Exercise set ->
1) In the airline article, what does Main Cabin Extra include?
2) Return the passage of the airline article from "It is somewhat" down to "for better seats.".

--- BEGIN Extracted text ---

It is somewhat remarkable to me just how often certain airlines default to the most customer-unfriendly way of doing business. Before I even say who I’m talking about, you probably just assume it’s American. And you would be right. Today we’re going to talk about customer-unfriendly example number 3,958: how American finds a way to make money during a schedule change. We’re not even talking about Basic Economy passengers here. American makes life difficult for the very people it so loves, those “premium” customers who pay extra for better seats.

These seats could be so-called “preferred” seats which are just toward the front of the airplane or they could be Main Cabin Extra (MCE) which actually includes extra legroom. Either way, American requires travelers to buy a ticket and then — assuming they don’t get access for free with status — pay a separate ancillary fee to sit in those seats.
This in itself is not a problem. Everyone has better seats that you can pay extra to sit in. The problem comes down to what happens during a schedule change. This, as most of you know, happens very frequently if you book further in advance. In fact, it will likely happen more than once if you book REALLY far in advance.

--- END Extracted text ---
--- BEGIN Data provided ---

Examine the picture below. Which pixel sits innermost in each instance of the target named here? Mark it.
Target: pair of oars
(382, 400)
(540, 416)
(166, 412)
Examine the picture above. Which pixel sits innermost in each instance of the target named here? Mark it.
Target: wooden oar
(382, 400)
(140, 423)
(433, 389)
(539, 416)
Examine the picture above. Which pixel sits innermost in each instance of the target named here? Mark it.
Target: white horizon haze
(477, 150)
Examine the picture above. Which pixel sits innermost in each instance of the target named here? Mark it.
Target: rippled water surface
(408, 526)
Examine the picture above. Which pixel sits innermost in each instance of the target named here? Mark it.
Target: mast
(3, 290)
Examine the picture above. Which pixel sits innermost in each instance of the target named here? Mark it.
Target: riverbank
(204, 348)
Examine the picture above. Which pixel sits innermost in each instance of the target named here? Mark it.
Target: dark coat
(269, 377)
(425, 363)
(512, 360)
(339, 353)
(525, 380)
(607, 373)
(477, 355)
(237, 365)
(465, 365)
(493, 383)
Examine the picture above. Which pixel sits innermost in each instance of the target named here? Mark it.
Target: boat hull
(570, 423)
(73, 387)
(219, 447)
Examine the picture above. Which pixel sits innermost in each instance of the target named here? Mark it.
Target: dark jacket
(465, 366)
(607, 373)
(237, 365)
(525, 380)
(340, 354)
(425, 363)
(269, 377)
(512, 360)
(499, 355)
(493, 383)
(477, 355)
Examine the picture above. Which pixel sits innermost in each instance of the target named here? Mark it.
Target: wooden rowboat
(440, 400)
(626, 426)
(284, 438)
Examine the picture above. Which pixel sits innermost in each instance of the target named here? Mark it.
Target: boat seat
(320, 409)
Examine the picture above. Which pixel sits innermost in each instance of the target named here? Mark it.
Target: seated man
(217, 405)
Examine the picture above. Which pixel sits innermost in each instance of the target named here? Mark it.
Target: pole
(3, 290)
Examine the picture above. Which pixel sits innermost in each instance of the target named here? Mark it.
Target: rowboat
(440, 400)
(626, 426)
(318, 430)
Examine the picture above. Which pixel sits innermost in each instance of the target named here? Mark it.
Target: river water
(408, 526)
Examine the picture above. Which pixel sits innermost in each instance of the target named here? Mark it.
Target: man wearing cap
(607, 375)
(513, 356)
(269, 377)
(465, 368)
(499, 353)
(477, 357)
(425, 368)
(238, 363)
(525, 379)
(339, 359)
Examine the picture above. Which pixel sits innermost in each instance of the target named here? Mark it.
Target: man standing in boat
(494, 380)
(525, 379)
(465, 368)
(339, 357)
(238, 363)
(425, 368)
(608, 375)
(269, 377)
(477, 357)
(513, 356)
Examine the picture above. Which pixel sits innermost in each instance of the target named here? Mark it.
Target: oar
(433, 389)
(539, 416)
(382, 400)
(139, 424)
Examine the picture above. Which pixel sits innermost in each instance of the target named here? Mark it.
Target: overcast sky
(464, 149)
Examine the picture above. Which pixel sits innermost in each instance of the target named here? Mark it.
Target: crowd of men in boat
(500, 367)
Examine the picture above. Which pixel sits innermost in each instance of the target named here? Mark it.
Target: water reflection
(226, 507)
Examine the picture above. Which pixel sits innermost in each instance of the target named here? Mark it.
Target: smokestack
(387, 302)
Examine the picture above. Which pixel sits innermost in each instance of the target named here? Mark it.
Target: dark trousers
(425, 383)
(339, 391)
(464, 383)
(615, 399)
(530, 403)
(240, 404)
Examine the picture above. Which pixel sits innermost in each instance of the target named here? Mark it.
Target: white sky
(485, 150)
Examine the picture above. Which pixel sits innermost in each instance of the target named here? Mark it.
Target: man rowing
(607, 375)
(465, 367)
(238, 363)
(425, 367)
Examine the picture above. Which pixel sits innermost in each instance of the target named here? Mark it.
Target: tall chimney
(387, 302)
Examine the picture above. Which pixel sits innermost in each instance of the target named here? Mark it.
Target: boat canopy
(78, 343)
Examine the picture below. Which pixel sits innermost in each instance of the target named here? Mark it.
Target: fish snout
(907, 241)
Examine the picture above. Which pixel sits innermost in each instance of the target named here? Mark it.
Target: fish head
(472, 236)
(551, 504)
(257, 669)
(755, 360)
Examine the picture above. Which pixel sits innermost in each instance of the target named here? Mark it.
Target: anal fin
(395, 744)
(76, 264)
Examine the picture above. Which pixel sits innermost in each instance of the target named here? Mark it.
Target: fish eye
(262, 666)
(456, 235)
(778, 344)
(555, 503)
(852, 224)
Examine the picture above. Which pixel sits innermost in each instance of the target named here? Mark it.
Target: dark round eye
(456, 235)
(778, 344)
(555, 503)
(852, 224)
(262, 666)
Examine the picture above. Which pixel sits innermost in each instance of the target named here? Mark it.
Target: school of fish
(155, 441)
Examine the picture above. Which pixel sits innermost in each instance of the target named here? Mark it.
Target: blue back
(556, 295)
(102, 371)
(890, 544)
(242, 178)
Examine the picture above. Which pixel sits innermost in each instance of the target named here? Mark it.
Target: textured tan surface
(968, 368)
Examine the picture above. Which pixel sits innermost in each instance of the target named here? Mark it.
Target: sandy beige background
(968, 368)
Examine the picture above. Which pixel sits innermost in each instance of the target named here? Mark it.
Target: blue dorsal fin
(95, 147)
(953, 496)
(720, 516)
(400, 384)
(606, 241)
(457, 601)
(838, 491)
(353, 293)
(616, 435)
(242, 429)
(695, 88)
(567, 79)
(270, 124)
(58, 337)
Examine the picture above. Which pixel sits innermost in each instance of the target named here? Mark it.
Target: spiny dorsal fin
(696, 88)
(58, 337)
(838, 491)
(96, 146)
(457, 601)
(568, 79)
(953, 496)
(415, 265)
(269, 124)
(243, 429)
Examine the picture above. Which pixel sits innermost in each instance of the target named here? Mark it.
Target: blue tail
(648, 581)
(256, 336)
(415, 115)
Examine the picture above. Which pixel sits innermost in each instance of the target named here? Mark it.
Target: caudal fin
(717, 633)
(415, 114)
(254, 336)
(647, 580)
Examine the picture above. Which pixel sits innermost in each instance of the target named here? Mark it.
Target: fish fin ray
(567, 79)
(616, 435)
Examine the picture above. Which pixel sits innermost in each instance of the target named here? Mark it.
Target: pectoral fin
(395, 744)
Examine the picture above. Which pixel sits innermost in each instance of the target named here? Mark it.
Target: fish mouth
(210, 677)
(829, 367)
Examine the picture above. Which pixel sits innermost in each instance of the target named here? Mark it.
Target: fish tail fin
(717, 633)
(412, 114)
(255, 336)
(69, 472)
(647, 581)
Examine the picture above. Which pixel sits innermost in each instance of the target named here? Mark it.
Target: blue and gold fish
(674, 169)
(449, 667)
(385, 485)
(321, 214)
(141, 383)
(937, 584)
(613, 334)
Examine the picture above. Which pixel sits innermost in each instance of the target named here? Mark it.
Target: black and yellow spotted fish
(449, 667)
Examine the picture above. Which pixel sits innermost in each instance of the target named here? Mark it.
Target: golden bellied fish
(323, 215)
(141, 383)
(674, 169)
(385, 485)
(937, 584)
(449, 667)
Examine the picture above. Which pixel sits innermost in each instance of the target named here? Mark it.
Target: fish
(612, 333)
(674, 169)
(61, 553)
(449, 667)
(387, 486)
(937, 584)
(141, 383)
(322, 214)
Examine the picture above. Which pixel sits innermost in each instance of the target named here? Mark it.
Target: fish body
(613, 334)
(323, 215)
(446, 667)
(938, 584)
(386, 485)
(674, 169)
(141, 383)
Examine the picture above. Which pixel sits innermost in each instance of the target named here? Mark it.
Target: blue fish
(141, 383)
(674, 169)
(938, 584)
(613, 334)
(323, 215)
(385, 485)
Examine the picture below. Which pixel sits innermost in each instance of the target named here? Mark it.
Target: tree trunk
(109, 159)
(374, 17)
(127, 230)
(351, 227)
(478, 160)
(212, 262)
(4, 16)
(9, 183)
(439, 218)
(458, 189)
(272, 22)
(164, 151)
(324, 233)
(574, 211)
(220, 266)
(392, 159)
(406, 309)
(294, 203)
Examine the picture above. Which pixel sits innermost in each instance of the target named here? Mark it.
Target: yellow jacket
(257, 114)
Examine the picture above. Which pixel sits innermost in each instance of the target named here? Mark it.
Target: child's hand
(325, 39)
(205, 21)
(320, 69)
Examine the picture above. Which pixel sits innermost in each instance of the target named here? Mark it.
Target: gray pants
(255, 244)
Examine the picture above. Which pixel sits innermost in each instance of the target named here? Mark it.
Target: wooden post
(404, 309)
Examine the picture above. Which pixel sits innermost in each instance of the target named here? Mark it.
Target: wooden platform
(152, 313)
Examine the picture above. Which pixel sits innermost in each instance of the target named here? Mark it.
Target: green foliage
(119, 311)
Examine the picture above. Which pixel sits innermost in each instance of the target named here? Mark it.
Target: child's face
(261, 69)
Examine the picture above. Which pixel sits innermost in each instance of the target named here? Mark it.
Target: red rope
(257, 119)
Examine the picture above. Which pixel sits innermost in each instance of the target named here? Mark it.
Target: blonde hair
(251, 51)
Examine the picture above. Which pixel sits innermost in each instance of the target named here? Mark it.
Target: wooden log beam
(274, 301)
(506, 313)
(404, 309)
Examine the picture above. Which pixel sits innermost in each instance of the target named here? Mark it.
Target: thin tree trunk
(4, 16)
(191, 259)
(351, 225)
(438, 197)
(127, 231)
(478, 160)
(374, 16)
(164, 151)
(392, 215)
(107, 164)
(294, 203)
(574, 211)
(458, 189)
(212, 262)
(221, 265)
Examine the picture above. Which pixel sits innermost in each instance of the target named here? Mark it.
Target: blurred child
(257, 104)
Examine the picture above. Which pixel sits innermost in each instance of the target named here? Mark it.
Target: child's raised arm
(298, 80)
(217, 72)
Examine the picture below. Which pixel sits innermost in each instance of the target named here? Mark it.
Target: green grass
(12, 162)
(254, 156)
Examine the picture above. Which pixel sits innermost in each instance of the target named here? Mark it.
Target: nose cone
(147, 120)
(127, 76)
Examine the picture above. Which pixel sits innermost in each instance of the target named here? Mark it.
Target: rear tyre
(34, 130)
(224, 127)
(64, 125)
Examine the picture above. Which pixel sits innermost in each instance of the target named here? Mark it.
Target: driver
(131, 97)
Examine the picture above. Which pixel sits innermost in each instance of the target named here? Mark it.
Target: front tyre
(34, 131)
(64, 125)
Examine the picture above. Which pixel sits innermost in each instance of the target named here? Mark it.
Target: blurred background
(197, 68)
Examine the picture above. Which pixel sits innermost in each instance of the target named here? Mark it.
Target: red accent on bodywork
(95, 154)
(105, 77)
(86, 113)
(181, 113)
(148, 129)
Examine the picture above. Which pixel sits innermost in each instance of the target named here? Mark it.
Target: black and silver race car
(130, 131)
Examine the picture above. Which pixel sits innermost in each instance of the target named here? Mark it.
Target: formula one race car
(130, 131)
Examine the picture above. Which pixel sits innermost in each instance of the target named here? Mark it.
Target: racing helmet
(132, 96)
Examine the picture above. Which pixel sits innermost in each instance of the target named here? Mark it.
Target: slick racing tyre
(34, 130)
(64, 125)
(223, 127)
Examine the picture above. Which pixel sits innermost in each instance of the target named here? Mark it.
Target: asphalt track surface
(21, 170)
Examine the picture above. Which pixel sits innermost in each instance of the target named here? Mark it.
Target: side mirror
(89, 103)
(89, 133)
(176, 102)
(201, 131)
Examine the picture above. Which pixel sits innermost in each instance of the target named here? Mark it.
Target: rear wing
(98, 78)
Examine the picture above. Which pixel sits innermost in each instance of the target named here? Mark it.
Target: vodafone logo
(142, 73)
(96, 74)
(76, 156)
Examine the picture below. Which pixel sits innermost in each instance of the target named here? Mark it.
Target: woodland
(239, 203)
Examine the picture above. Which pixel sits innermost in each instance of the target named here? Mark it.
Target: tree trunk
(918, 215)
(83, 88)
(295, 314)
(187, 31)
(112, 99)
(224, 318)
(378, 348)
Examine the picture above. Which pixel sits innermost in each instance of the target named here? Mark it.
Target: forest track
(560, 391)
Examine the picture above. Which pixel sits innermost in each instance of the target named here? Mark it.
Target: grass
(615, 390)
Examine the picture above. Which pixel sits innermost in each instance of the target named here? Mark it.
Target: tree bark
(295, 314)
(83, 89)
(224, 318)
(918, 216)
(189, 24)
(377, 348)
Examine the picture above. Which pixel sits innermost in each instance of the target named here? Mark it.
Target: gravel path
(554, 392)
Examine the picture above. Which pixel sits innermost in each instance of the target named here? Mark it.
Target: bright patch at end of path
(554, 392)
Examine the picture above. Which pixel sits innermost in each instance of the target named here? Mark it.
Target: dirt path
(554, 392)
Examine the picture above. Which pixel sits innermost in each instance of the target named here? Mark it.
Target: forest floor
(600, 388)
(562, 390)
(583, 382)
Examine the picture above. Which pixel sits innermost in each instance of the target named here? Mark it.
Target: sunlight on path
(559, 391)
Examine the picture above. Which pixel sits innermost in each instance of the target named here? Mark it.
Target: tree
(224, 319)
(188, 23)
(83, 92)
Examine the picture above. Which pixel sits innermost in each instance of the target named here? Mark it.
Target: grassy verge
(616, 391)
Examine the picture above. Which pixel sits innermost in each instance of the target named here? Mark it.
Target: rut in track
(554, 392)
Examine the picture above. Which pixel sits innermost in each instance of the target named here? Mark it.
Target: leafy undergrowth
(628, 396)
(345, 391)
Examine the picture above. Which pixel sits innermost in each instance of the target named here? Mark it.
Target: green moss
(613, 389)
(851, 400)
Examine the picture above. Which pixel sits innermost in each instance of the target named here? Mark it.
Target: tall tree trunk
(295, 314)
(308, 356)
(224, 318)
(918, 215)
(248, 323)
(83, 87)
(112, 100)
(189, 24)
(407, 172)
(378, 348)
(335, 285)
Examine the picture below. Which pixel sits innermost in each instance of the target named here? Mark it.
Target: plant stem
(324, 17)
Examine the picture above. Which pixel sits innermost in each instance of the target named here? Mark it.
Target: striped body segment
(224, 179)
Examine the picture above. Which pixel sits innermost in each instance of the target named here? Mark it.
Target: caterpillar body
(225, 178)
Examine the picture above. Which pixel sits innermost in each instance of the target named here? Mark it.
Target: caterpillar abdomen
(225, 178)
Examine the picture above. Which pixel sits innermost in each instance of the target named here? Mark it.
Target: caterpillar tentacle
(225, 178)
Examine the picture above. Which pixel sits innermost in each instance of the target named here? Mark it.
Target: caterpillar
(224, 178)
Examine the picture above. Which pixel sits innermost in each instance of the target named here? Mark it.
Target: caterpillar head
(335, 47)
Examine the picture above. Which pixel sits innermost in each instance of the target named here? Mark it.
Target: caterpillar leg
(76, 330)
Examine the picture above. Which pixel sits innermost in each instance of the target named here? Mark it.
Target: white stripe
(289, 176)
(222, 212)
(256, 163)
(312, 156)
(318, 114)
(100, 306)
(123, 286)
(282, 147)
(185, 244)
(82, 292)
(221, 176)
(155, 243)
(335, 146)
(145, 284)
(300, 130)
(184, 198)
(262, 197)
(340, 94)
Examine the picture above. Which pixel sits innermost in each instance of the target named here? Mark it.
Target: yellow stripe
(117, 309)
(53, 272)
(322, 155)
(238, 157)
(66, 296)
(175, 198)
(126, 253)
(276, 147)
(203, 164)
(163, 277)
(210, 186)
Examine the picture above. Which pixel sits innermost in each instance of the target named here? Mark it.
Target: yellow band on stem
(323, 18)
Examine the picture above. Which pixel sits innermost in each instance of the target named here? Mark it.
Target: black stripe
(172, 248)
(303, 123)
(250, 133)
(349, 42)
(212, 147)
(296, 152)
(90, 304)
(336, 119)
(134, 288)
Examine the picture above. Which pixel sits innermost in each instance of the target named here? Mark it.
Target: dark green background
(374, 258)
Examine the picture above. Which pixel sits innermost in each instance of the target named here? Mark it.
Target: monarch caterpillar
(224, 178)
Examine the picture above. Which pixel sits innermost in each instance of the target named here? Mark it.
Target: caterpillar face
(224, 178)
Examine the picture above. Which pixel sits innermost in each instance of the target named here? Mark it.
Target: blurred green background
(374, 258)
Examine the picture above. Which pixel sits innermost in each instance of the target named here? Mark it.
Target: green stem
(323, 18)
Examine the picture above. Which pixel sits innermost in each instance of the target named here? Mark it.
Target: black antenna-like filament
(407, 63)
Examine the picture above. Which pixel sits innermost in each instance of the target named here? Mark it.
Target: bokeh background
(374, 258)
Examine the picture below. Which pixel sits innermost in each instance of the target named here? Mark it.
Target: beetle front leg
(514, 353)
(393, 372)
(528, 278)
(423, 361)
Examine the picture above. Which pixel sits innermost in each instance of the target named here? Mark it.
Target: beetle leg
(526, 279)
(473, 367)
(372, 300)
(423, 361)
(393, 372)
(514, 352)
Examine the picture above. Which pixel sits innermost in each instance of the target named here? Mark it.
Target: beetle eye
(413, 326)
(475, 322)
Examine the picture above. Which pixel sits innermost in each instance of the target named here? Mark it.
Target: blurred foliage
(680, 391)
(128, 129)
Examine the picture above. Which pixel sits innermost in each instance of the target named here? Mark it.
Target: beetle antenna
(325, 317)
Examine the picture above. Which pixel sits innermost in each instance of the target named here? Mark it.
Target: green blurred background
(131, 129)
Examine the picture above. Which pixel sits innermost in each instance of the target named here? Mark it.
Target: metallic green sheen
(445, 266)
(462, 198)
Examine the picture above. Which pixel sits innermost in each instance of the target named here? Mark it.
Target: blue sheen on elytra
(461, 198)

--- END Data provided ---

Results in order ->
1) Extra legroom.

2)
It is somewhat remarkable to me just how often certain airlines default to the most customer-unfriendly way of doing business. Before I even say who I’m talking about, you probably just assume it’s American. And you would be right. Today we’re going to talk about customer-unfriendly example number 3,958: how American finds a way to make money during a schedule change. We’re not even talking about Basic Economy passengers here. American makes life difficult for the very people it so loves, those “premium” customers who pay extra for better seats.